** Opening Source document block **

A 250 word article I submitted to my local newspapers. There will be more on this subject.
You’ve seen pictures of New York city carriage horses wearing blinders. This is a good thing; otherwise, the horse may get distracted and frightened by cars whizzing past.
When students walk into a science classroom with “nature’s all there is” as the underlying truth assumption for all “facts”, they’re being asked to don blinders, too. This is not a good thing – unless the students understand they are being asked to put the blinders on, and they remember to take them off leaving the classroom and entering back into a real world that cannot be adequately explained or lived in by “nature’s all there is.”

** Closing Source document block **
** Opening Provided records block **

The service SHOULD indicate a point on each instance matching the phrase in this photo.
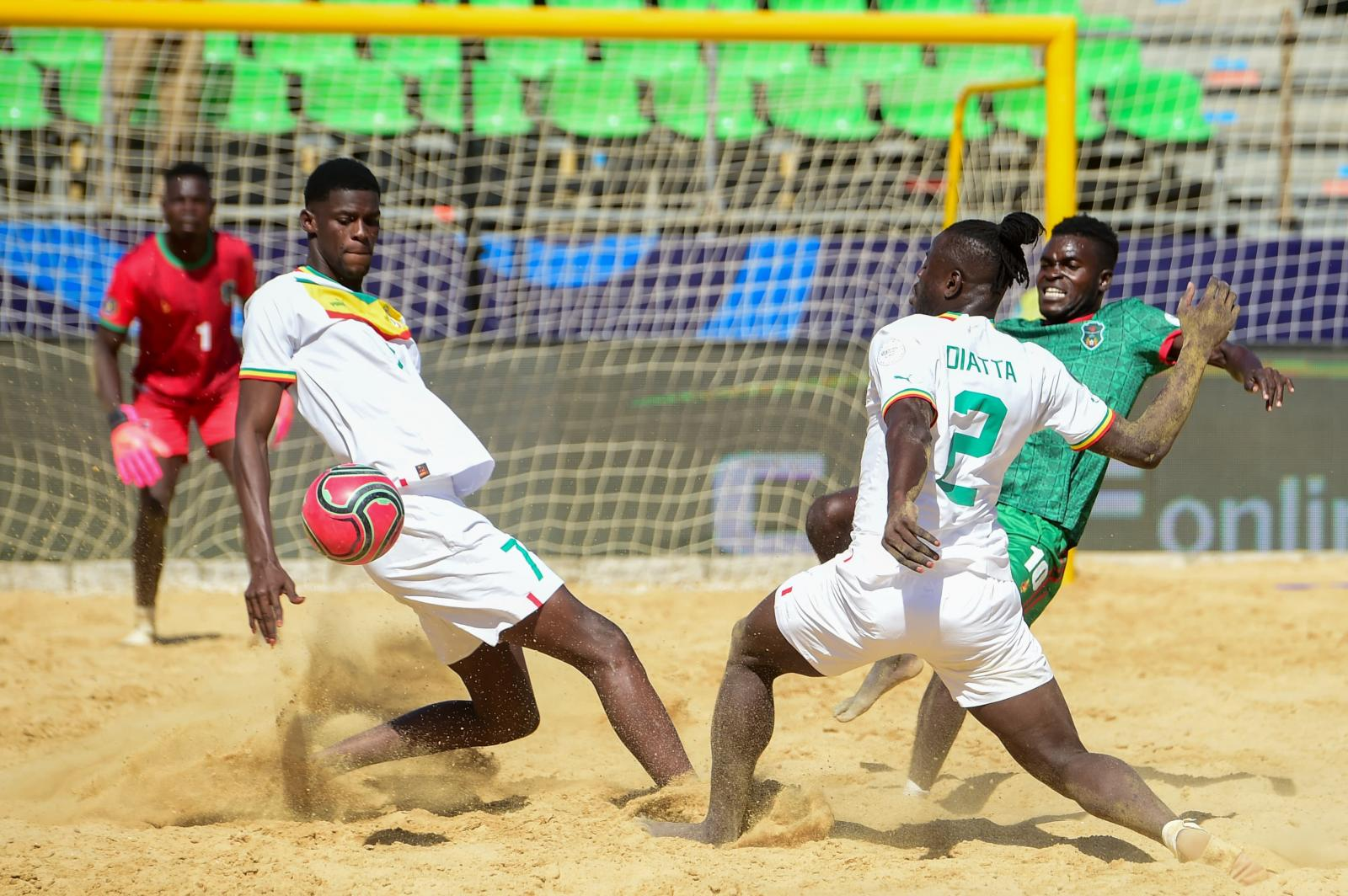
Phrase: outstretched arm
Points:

** Closing Provided records block **
** Opening Provided records block **

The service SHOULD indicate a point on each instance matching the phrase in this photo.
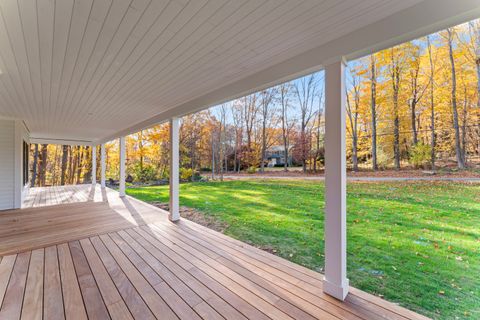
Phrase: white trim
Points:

** Closing Provided records block **

Extend the newspaper article above on science students and blinders, beginning after its final sentence.

§ Exercise answer:
Look for the blinders preeminent Harvard biologist, Richard Lewontin, acknowledges: “It’s not that the methods and institutions of science somehow compel us to accept a material explanation (nature’s all there is) of the phenomenal world, but … we are forced by our a priori (before any evidence is considered) adherence to material causes to … produce material explanations, no matter how counter-intuitive, no matter how mystifying to the uninitiated. Moreover, that materialism is absolute, for we cannot allow a Divine Foot in the door.”
Lewontin candidly admits science’s primo principle, “nature’s all there is”, is a philosophical assumption that will make up and believe anything to NOT see the Divine. Science has made its little box and pulled its head inside.
Are we teaching horses or students? “Nature’s all there is” (Blinders ON) or “follow ALL evidence wherever it leads” (Blinders OFF)?